Objective:
Copy the data word for word, keeping every line.

Stored records
'''

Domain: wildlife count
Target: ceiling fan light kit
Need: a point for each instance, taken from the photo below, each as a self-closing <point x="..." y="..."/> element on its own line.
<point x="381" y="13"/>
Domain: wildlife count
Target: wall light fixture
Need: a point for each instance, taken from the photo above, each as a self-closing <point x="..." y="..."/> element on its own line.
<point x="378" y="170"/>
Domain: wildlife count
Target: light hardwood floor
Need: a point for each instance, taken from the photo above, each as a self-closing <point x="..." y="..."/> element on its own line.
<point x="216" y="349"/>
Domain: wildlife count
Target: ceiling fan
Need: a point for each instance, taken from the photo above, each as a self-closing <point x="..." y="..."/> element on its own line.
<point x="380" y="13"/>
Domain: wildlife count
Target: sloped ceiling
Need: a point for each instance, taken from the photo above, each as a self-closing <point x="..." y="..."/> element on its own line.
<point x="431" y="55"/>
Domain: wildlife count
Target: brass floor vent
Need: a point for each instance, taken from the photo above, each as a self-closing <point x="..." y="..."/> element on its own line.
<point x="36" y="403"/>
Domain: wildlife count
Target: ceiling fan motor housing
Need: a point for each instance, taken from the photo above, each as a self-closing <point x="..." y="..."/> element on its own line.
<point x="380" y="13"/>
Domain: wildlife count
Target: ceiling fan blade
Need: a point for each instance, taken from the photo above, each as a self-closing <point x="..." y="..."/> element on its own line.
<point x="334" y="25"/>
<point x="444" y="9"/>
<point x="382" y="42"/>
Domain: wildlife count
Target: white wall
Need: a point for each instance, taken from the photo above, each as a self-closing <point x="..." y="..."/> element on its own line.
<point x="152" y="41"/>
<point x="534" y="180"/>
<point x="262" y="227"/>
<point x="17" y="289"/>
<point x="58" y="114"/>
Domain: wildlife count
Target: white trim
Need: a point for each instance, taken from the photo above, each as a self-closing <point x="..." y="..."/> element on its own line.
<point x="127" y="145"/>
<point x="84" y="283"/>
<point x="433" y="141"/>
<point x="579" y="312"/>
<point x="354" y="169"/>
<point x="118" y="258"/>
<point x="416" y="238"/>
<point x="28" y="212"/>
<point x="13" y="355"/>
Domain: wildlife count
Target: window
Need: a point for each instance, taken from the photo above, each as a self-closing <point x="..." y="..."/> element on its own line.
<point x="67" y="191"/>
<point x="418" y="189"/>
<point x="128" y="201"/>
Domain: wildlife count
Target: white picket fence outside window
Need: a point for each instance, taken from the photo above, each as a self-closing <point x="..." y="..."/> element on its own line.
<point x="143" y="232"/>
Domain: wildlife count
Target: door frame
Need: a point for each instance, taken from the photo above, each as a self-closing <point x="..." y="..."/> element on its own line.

'''

Final answer:
Domain: wildlife count
Target: ceiling fan light kit
Need: a point for each instance, taken from the photo below, each as a self-closing <point x="..." y="..."/> element on its own line.
<point x="381" y="13"/>
Domain: wildlife count
Target: wall light fixture
Need: a point for each instance, taken from the photo above, each as a self-closing <point x="..." y="..."/> element on its own line.
<point x="378" y="170"/>
Domain: wildlife count
Target: light hardwood floor
Need: a point for each instance, taken from the photo above, each as a self-closing <point x="..." y="..."/> element on its own line.
<point x="216" y="349"/>
Domain: wildlife count
Target: ceiling fan
Need: a point for each instance, taken from the photo above, each as a self-closing <point x="..." y="..."/> element on its own line.
<point x="380" y="13"/>
Domain: wildlife count
Target: sloped ceiling
Need: a point for each instance, taken from the photo above, each as a self-closing <point x="..." y="..."/> element on its own line.
<point x="431" y="55"/>
Domain: wildlife count
Target: brass floor vent
Need: a point for each instance, taken from the photo above, each as a self-closing <point x="..." y="..."/> element on its own line.
<point x="36" y="403"/>
Domain: wildlife count
Target: ceiling fan motor housing
Need: a point for each instance, taken from the photo above, each as a self-closing <point x="..." y="..."/> element on its own line.
<point x="380" y="13"/>
Domain: wildlife count
Target: ceiling fan blade
Need: a point for each instance, taken from the photo above, each as a self-closing <point x="..." y="..."/> element on its own line.
<point x="334" y="25"/>
<point x="444" y="9"/>
<point x="382" y="42"/>
Domain: wildlife count
Target: white wall
Need: a point for each instance, taken from the photo above, each as a self-closing <point x="..." y="..."/> element on its own line.
<point x="152" y="41"/>
<point x="534" y="180"/>
<point x="262" y="227"/>
<point x="17" y="289"/>
<point x="58" y="114"/>
Domain: wildlife count
Target: white trim
Need: a point for each instance, taken from the photo above, each as a self-closing <point x="..." y="..."/> element on its own line.
<point x="127" y="145"/>
<point x="84" y="283"/>
<point x="433" y="141"/>
<point x="579" y="312"/>
<point x="354" y="169"/>
<point x="118" y="258"/>
<point x="416" y="238"/>
<point x="28" y="212"/>
<point x="13" y="355"/>
Domain: wildlife count
Target: window
Need: a point for each instance, taken from the photo above, each as a self-closing <point x="..." y="..."/> element on its own line.
<point x="67" y="191"/>
<point x="418" y="189"/>
<point x="128" y="201"/>
Domain: wildlife count
Target: white picket fence outside window
Need: a point for each instance, taken from the photo above, each as a self-closing <point x="..." y="..."/> element on its own line.
<point x="143" y="232"/>
Domain: wildlife count
Target: door frame
Need: a point for each instance, taken from the photo above, each as a self-closing <point x="..." y="..."/> element on its own line.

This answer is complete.